Source
Plot bunnies are no different than real bunnies.  They feed off the delicate blooms of our imaginations, yet can be nearly impossible to capture. They also multiply at the same rate—which is to say writers typically have far more of them at any given point than they know what to do with—and the babies are especially cute and compelling.

If left unchecked, both plot bunnies and their real life companions can destroy the best-laid plans.

While I haven't quite mastered corraling all my plot bunnies, I've found that treating them the same as my backyard bunnies helps keep my writing on track.

I allow them unlimited access during certain seasons. 

Seriously, in between projects I allow myself the freedom to explore any idea that pops into my head.  I have dozens of started projects.  These projects run about 1,200 words and capture the essence of my ideas.  I don't consider these failures or unfinished projects.  I consider them practice.  They also become a part of my writing file that I can pick through at other times.  By giving them page space, the plot bunnies settle down and allow me to funnel my attention on my WIPs.

I feed them.

Strange, but true.  I figure if I ever trap and kill off the rabbits in my mind, I'll have nothing left to work with, so I encourage them to multiply as needed.  I always carry a notebook with me.  It's filled with hundreds of mini-outlines, names, places, spaces and character sketches.  Whenever a new thought strikes, I jot it down and play with it.

What I find most often is that the plot bunny isn't fully formed—and likely never will be.  Rather, it is just a shiny, new idea that looks as cute and cuddly as the baby Easter Bunny.  It's exciting for a moment, but once it's placed in the notebook among the other bunnies, it loses some of its appeal.  It's underdeveloped and malnourished.  At least for the time being.

Rarely, the idea solidifies.  It gels, either on its own merit or within the context of other ideas.  Eventually, a few bunnies band together and prune back the winter detritus, leaving room for spring's new blooms.  Whenever I see or hear something I think my plot bunnies would like to eat, I add it to the notbeook.  As time goes on, these ideas become new WIPs. 

And the best part about feeding ideas this way: it takes virtually no time.  Once I pen my plot bunny in ink, I'm freed to think about other things.  Namely my current writing project.

So, the idea behind plot bunnies is to corral them, not eliminate them.  If we embrace our fertile imaginations and provide some boundaries for dealing with new ideas, we will be less tempted to leave our current WIPs whenever a new bunny hops by.

How do you wrangle your plot bunnies into submission?  Do you allow new ideas to take over current projects?  If so, how does that work out?

Curious minds want to know.

This weekend, Cat Woods started spring cleaning her garden.  Thanks to the backyard bunnies, she has more time to spend with her plot bunnies.  You can find her wrangling both rabbits on her blog: Words from the Woods.


Michael Horvath said...

My blog consists mostly of posts of short scenes that could take off into full blown stories. I just leave them as they are and don't look back. If I desire I can always go back.

Cat Woods said...


Great idea. There's something soothing about putting ideas into words and letting them go, freeing time for other things of value.

Like working on that WIP!

Blogging is a great place for releasing those snippets of creativity.

Thanks for commenting!

R.C. Lewis said...

Instructions to follow
Write the next part of the blog post about plot bunnies, picking up right after its last line.

[Data listing]
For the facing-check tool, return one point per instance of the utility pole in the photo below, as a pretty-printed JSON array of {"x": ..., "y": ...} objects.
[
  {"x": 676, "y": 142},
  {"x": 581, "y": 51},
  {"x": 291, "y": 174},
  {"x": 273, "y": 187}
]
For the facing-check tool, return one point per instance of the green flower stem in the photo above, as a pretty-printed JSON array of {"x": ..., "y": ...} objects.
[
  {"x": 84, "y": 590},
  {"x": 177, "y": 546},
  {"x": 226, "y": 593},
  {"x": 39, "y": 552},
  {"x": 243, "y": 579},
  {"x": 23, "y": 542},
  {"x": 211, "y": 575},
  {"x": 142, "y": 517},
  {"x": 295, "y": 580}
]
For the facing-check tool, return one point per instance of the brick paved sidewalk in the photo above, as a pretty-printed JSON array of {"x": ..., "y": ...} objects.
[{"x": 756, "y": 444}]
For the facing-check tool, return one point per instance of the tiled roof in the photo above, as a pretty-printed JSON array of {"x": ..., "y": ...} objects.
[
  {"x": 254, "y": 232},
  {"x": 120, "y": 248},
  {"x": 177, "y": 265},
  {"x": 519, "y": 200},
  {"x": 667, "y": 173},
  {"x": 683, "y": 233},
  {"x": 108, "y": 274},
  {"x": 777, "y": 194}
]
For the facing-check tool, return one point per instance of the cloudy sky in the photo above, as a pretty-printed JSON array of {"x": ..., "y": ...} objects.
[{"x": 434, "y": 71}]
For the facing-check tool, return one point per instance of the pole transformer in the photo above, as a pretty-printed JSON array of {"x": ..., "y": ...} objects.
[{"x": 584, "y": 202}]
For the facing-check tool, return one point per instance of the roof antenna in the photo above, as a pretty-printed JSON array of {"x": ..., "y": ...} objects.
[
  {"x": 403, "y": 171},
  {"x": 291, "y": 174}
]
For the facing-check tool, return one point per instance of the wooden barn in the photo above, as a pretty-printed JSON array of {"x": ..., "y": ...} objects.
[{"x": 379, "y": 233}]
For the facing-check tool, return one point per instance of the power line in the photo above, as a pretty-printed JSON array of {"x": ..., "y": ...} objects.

Output for this exercise
This is fascinating ... because it's something I've yet to face. My ideas come slowly, usually as I'm finishing off one ms. So far it's been a good thing, as far as not distracting me, but I always get to a point of panic that I'll never come up with a decent idea again. :-X

Cat Woods said...

RC, I have a few bunnies you can borrow. I'll pop them in the mail. By the time they arrive on your doorstep, they should have multiplied!

Seriously, though, I don't think it's a bad thing not to be overtaken by plot ideas. It can be hard to sort out sometimes, and I know many a writer who has struggled to finish one manuscript because other projects look so compelling they get sucked away before any of their WIPs reach maturity.

Not to mention, I've read your amazing ideas. Their uniqueness certainly outweighs your lack of plot bunny litters. As I said before, an idea doesn't isn't necessarily a good idea.


Jean Oram said...

Oh dear lord. My bunnies are out of control. I have way more plot bunnies and other bunnies romping around than I have time to corral. It's driving me nuts. Help!

Cat Woods said...

*sends rabbit trap to canada*

Rick Pieters said...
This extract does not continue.